Schreiben Sie den Textauszug über Gottes Heimsuchung vollständig und wortgetreu ab.

- Textauszug

# # #

Von Gottes Heim-suchung

Es sind außergewöhnliche Zeiten, in denen wir leben. Menschen, die das Weltgeschehen aufmerksam beobachten, sprechen von einer epochalen Zäsur globalen Ausmaßes. Noch nie wurde eine Weltgemeinschaft durch eine Pandemie so stark erschüttert, ausgebremst und in Frage gestellt.

Viele haben ihre Unbeschwertheit verloren und leben in Angst vor Ansteckung oder Vereinsamung. Viele leiden unter den wirtschaftlichen Folgen und sorgen sich um die existentielle Grundlage ihres Lebens. Viele Menschen sind an dem bösen Virus gestorben und weitere werden noch sterben.

Als Christen fragen wir uns: Wie erkennen wir angesichts dieser umfassenden Krise Gottes weltweites Wirken? Was sind seine Absichten? Wie kann unser Glaube diese Geschehnisse deuten?

# # #

- Zu prüfende Daten
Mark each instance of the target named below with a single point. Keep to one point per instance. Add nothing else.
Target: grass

# # #

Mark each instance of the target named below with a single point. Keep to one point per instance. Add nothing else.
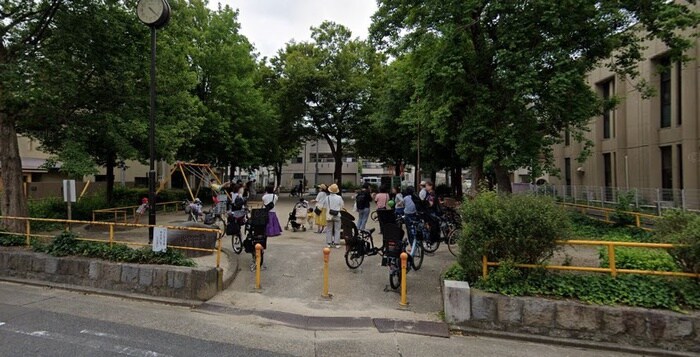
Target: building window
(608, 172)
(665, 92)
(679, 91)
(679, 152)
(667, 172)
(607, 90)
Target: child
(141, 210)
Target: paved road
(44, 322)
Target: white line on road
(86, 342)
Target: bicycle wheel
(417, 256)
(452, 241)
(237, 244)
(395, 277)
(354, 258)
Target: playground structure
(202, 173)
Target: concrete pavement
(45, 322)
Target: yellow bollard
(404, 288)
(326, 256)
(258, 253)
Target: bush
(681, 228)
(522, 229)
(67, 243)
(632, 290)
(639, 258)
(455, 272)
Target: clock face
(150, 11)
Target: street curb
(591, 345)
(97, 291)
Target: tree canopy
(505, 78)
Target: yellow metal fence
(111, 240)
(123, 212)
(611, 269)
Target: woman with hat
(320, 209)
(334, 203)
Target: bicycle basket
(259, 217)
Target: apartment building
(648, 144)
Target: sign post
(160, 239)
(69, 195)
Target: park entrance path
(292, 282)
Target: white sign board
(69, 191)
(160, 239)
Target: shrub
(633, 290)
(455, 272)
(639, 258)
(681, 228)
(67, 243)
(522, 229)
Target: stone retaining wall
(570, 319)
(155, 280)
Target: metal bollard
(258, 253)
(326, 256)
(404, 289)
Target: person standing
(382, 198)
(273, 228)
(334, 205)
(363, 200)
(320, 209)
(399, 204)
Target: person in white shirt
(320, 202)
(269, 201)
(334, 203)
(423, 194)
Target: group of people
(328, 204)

# # #

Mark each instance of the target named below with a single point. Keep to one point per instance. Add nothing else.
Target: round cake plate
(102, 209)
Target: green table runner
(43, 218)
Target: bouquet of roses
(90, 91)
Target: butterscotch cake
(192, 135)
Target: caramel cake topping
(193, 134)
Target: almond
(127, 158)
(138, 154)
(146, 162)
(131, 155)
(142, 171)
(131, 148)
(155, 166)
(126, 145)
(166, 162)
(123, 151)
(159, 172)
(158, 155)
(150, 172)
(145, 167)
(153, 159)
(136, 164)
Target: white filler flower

# # #

- Musterlösung
Von Gottes Heim-suchung

Es sind außergewöhnliche Zeiten, in denen wir leben. Menschen, die das Weltgeschehen aufmerksam beobachten, sprechen von einer epochalen Zäsur globalen Ausmaßes. Noch nie wurde eine Weltgemeinschaft durch eine Pandemie so stark erschüttert, ausgebremst und in Frage gestellt.

Viele haben ihre Unbeschwertheit verloren und leben in Angst vor Ansteckung oder Vereinsamung. Viele leiden unter den wirtschaftlichen Folgen und sorgen sich um die existentielle Grundlage ihres Lebens. Viele Menschen sind an dem bösen Virus gestorben und weitere werden noch sterben.

Als Christen fragen wir uns: Wie erkennen wir angesichts dieser umfassenden Krise Gottes weltweites Wirken? Was sind seine Absichten? Wie kann unser Glaube diese Geschehnisse deuten?